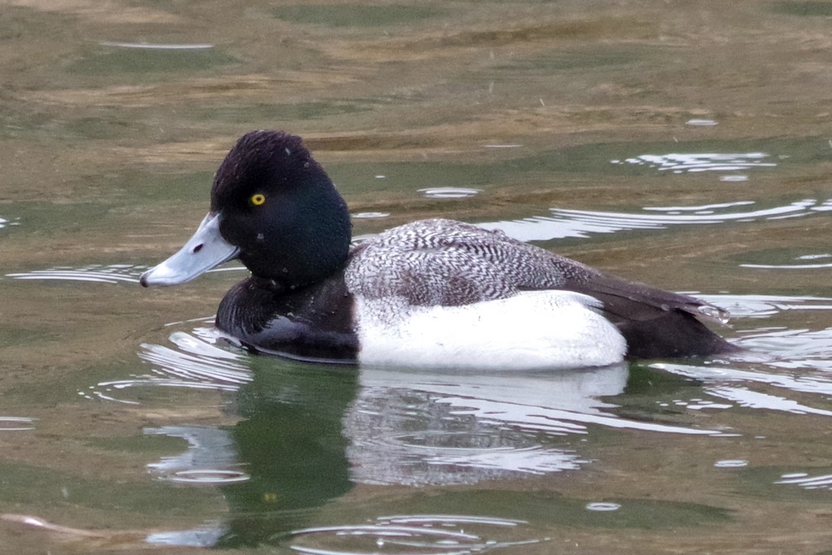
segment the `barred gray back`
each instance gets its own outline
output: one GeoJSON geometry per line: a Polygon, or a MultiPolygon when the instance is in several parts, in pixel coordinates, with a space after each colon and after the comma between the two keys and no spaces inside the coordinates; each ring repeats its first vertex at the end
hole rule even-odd
{"type": "Polygon", "coordinates": [[[353,254],[344,279],[368,299],[455,306],[553,289],[599,272],[493,231],[451,220],[423,220],[385,231],[353,254]]]}

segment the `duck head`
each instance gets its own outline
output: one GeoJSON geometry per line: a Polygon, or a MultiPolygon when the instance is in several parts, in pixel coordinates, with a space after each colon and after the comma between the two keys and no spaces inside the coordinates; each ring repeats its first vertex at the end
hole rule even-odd
{"type": "Polygon", "coordinates": [[[344,265],[350,235],[346,203],[300,137],[251,131],[217,170],[196,231],[140,281],[174,285],[239,259],[256,277],[300,287],[344,265]]]}

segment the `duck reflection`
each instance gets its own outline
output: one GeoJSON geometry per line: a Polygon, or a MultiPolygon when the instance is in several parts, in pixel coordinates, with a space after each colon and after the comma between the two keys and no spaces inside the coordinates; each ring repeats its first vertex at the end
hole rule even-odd
{"type": "Polygon", "coordinates": [[[575,470],[588,462],[577,446],[591,424],[712,433],[610,412],[616,405],[602,399],[624,391],[626,365],[484,375],[359,370],[238,354],[211,344],[205,330],[171,339],[176,349],[142,345],[151,379],[226,392],[241,419],[145,430],[189,443],[152,472],[219,487],[229,506],[221,523],[155,534],[154,543],[280,543],[356,483],[471,484],[575,470]]]}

○ ○ ○

Could you copy out every line of the records above word for word, leaving the pictures out of your answer?

**Exercise answer:**
segment the `barred gray back`
each instance gets its own outline
output: one GeoJSON geometry per line: a Polygon, or a MultiPolygon when the instance is in several parts, in pixel coordinates, with a space after each colon and after the comma between the two keys and no spaces inside the coordinates; each ring repeats its first vertex at the end
hole rule even-odd
{"type": "Polygon", "coordinates": [[[353,254],[344,279],[368,299],[455,306],[553,289],[599,272],[493,231],[451,220],[423,220],[385,231],[353,254]]]}

segment the `duck head`
each instance gets its own outline
output: one GeoJSON geometry per line: a Polygon, or a MultiPolygon when the instance is in several parts, in pixel coordinates, with a space after each colon and after the comma between the two keys and no spaces inside the coordinates; each ring repeats its first vertex at the end
hole rule even-odd
{"type": "Polygon", "coordinates": [[[344,265],[350,235],[346,203],[300,137],[251,131],[217,170],[196,231],[140,281],[174,285],[239,259],[256,277],[300,287],[344,265]]]}

segment the `duck reflection`
each instance gets its own outline
output: one GeoJSON geometry per line: a Polygon, or a MultiPolygon when the instance is in several parts, in pixel coordinates, with a space after each colon and after the comma between the two keys and no spaces inside the coordinates; each ring repeats its first vertex at the end
hole rule even-odd
{"type": "Polygon", "coordinates": [[[575,470],[588,462],[577,446],[591,424],[712,433],[610,412],[616,405],[602,399],[624,391],[626,365],[484,375],[359,370],[238,354],[211,344],[205,330],[171,339],[176,349],[142,345],[151,379],[226,392],[241,419],[145,430],[189,443],[152,472],[219,487],[229,506],[221,523],[155,534],[154,543],[280,543],[356,483],[471,484],[575,470]]]}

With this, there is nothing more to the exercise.